*EXERCISE DIRECTIONS:*
Copy the entries that appear below in full, leaving out any picture among them.

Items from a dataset
<<<<
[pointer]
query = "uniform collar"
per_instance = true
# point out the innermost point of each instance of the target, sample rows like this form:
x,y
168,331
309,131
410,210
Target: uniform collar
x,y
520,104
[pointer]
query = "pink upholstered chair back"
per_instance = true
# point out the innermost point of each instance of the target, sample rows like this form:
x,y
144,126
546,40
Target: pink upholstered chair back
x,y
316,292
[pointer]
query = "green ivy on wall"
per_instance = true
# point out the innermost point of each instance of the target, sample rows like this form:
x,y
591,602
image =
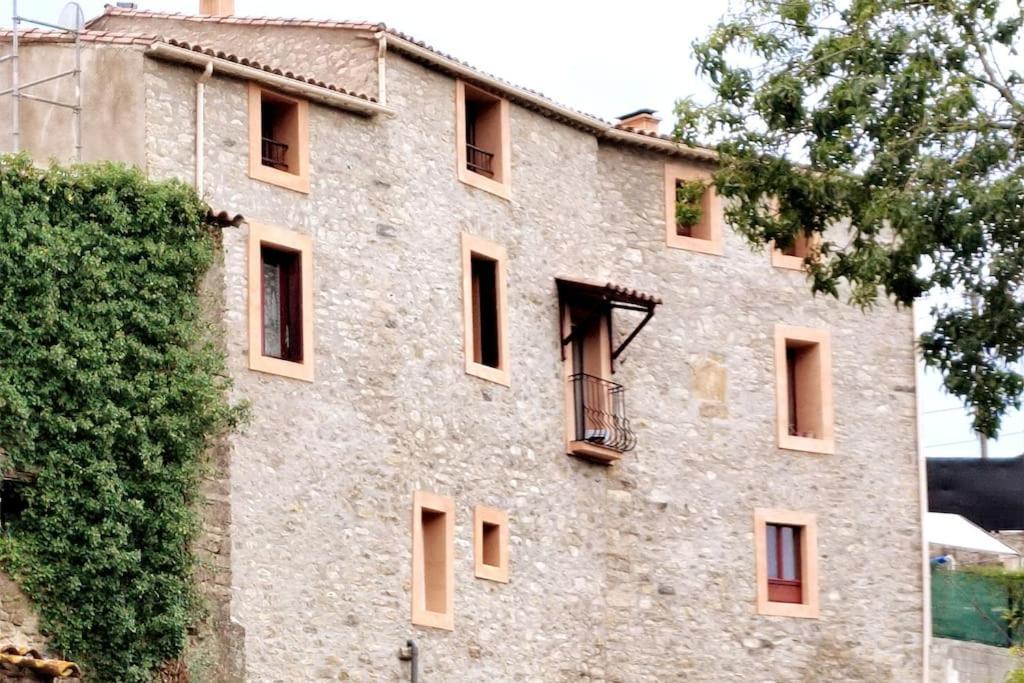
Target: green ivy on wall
x,y
112,388
689,198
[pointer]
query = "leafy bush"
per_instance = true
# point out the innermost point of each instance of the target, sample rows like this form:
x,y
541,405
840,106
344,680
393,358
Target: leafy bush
x,y
111,391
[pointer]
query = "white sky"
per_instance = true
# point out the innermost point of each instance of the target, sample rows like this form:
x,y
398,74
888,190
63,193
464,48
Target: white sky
x,y
602,60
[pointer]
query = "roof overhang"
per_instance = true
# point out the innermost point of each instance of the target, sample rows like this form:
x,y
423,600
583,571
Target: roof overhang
x,y
280,82
950,530
602,299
>>>>
*THE COMPLETED TASK:*
[pointer]
query = "uniform collar"
per_instance = true
# point out the innermost point of each instance of the target, sample rows like this form:
x,y
168,331
309,131
410,210
Target: uniform collar
x,y
520,104
[pointer]
query = "pink upholstered chair back"
per_instance = true
# point out the innermost point of each instance of the target, sample rows like this form:
x,y
144,126
546,40
Target: pink upholstered chair back
x,y
316,292
[pointer]
query = "green ivy on wall"
per_instance = true
# point out the innermost point of each instance of the target, sample rows like this form:
x,y
591,602
image =
Target: green ivy on wall
x,y
112,388
689,198
[pointer]
query = "leafy bush"
per_instance = true
# point out the innermost point of each instance of the target, sample rows like this form:
x,y
541,405
840,106
344,680
393,358
Target: leafy bush
x,y
111,391
[pointer]
query = "white sky"
per_instance = true
# point out the innermost point of each instance of the target, sample rows like this form:
x,y
398,74
888,190
63,193
464,48
Target: white sky
x,y
602,60
[pointer]
query = "roof overhang"
per_instance = true
# point out the innermost point of each instance of the target, sample rows like this form:
x,y
423,600
583,571
Target: roof overhang
x,y
280,82
950,530
602,299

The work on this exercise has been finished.